Instructions for the task
Every entry below is to be copied exactly, with nothing left out.

Region pointing data
↓

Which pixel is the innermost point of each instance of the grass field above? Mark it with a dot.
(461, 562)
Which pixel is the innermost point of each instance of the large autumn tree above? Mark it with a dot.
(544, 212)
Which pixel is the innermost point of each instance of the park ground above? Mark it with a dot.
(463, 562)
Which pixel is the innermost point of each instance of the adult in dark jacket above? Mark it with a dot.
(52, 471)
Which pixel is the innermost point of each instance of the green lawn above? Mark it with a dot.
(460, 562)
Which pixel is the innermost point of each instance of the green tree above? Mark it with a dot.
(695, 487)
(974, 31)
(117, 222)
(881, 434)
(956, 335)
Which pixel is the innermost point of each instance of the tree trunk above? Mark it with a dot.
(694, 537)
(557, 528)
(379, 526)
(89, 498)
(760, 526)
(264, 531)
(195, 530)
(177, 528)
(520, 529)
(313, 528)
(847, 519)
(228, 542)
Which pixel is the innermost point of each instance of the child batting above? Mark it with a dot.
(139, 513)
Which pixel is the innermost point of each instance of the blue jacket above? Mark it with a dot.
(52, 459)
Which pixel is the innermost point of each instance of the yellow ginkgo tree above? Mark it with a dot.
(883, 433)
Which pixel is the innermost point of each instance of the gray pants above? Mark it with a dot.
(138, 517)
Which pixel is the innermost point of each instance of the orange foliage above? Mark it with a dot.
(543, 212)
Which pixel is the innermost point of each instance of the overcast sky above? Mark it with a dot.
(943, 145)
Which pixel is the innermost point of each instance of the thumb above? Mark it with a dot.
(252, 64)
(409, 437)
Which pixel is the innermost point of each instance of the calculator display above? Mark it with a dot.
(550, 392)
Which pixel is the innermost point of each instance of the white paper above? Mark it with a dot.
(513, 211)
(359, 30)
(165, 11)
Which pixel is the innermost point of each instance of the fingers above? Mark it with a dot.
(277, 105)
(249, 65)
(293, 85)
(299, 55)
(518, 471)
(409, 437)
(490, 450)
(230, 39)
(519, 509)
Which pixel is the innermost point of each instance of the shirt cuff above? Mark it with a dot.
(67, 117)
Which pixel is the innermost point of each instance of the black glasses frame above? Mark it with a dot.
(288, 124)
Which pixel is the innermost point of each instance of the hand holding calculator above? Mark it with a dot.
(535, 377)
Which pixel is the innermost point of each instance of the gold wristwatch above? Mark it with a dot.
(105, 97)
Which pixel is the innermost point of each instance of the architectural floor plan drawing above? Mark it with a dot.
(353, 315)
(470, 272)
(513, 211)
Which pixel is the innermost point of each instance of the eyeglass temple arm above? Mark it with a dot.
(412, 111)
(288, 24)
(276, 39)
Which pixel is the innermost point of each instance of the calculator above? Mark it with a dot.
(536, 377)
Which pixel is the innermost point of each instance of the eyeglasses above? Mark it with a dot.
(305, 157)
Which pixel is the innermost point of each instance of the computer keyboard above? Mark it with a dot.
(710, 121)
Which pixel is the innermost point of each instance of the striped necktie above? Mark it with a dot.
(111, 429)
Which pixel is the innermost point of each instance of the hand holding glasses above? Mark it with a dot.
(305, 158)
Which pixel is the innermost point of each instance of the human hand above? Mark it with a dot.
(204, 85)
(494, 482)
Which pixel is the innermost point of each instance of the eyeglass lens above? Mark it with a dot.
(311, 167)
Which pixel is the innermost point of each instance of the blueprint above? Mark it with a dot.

↑

Written answer
Which pixel is the innermost point of each instance of the grass field above? Mark it with a dot.
(461, 562)
Which pixel is the innermost point of each instance of the large autumn tree above? Mark it with a dot.
(544, 212)
Which pixel is the innermost point of each instance of the park ground above? Mark it with a dot.
(463, 562)
Which pixel is the innermost point of each instance of the adult in dark jacket above? Mark it with a dot.
(52, 471)
Which pixel is the innermost point of each instance of the green lawn above? Mark it with a dot.
(460, 562)
Which pixel is the innermost point of each instance of the green tree above? Mark it with a dot.
(695, 487)
(974, 31)
(117, 222)
(881, 434)
(956, 335)
Which pixel is the innermost point of each instance of the tree trunk above? Mark it with a dot.
(694, 537)
(557, 528)
(379, 526)
(89, 498)
(760, 526)
(264, 531)
(195, 530)
(177, 528)
(520, 529)
(313, 528)
(847, 519)
(228, 542)
Which pixel is the innermost point of each instance of the child batting above? Mark it with a dot.
(139, 513)
Which pixel is the innermost point of each instance of the blue jacket above? Mark it with a dot.
(52, 459)
Which pixel is the innermost point of each instance of the yellow ginkgo tree above? Mark it with a dot.
(883, 433)
Which pixel is the innermost point of each instance of the gray pants above? Mark it with a dot.
(138, 517)
Which pixel is the innermost point of each instance of the orange foliage above? Mark it with a dot.
(543, 212)
Which pixel is the innermost point of each instance of the overcast sky above? Mark it with a dot.
(943, 145)
Which pixel is the innermost point of each instance of the thumb above? Mark it with a dot.
(252, 64)
(409, 437)
Which pixel is the innermost point of each instance of the calculator display above? Mark it with a dot.
(550, 392)
Which pixel is the innermost point of each instance of the white paper above? Mark it with a dot.
(513, 211)
(359, 30)
(165, 11)
Which pixel is the innermost point of each instance of the fingers above? Mark it with a dot.
(277, 105)
(249, 65)
(293, 85)
(299, 55)
(518, 471)
(409, 437)
(490, 450)
(230, 39)
(519, 509)
Which pixel is the innermost point of each instance of the shirt cuff above? Mark it with a dot.
(67, 117)
Which pixel is the innermost point of each instance of the black glasses frame above? Mark it with a dot.
(288, 124)
Which pixel is the innermost point of each instance of the hand holding calculator above? Mark it with a dot.
(535, 377)
Which pixel is the innermost point of each instance of the gold wristwatch above? Mark it with a dot.
(105, 97)
Which pixel is the innermost point of each instance of the architectural floor plan drawing above? Mark it with a dot.
(353, 315)
(470, 272)
(513, 211)
Which pixel is the innermost point of each instance of the eyeglass temple arm above? Mark it with a dot.
(412, 111)
(288, 24)
(276, 39)
Which pixel is the innermost point of each instance of the calculator above? Mark it with a dot.
(536, 377)
Which pixel is the innermost point of each instance of the eyeglasses above? Mark it with a dot.
(305, 157)
Which pixel is the innermost point of each instance of the computer keyboard above? Mark it with a dot.
(710, 121)
Which pixel is the innermost point of each instance of the striped necktie above? Mark it with a dot.
(111, 429)
Which pixel is the innermost point of each instance of the hand holding glasses above? Mark it with a dot.
(305, 158)
Which pixel is the innermost point of each instance of the human hand above? Mark it with a dot.
(204, 85)
(494, 482)
Which pixel is the innermost point of each instance of the eyeglass lens above? Mark it with a dot.
(311, 167)
Which pixel is the innermost point of each instance of the blueprint above? Mark it with a dot.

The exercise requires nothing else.